• **YOUR OBJECTIVE**:
Show the lines of the material that contain the word "window".

(SUPPLIED DATA)

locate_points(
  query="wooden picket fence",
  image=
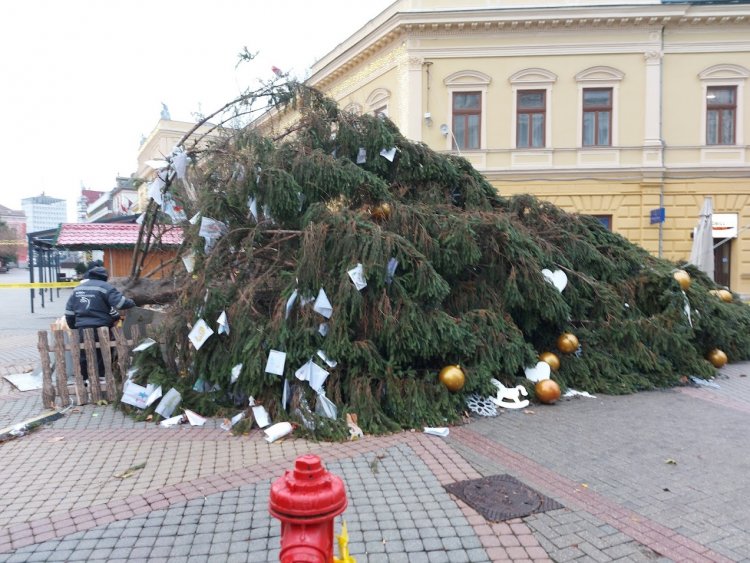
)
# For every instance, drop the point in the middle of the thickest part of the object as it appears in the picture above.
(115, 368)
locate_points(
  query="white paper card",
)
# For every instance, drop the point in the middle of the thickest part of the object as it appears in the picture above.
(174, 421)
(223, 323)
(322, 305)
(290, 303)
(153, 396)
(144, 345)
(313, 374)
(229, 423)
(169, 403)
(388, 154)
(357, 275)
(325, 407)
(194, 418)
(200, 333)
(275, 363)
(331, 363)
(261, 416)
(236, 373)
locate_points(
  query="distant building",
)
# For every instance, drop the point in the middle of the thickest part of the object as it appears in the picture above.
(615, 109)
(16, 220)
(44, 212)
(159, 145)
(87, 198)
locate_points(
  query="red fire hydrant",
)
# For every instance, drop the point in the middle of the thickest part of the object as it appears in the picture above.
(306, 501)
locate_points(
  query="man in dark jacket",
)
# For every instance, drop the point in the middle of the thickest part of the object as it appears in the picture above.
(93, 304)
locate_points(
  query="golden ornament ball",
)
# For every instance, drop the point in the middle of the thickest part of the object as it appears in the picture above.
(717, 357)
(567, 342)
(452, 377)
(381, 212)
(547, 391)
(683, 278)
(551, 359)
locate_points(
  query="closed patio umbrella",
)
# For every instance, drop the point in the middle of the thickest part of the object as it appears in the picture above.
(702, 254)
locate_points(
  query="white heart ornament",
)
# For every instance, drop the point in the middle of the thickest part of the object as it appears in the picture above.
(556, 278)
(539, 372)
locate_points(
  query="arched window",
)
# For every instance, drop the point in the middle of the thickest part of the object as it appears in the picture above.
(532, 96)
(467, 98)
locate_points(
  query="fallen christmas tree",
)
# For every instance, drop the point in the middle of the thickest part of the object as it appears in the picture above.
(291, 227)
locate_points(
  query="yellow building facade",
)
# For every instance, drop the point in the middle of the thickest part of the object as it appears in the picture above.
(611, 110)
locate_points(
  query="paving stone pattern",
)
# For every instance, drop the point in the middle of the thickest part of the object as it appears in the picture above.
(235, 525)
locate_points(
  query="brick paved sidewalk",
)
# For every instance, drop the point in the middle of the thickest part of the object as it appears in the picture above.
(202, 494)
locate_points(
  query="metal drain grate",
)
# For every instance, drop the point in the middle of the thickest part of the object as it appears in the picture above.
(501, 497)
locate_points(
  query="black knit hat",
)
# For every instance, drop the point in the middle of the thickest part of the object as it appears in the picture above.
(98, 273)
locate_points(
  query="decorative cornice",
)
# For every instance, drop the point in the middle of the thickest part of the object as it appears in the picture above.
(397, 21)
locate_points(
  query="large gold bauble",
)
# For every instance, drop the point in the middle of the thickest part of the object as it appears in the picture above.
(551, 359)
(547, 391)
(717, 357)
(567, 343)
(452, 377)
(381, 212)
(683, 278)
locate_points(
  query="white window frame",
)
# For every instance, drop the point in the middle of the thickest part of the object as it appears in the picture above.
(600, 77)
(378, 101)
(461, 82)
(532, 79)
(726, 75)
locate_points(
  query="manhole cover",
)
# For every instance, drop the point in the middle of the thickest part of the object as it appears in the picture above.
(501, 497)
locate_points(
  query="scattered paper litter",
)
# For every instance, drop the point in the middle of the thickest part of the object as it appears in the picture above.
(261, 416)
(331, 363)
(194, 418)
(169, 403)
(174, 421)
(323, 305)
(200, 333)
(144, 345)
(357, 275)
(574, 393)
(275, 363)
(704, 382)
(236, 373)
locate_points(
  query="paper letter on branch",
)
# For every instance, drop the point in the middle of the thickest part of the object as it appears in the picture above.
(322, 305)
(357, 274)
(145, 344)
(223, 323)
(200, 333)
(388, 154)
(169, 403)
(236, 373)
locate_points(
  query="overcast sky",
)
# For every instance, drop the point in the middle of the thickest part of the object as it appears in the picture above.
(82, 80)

(End SUPPLIED DATA)

• **TASK SOLUTION**:
  query="arched window",
  query="white window frame",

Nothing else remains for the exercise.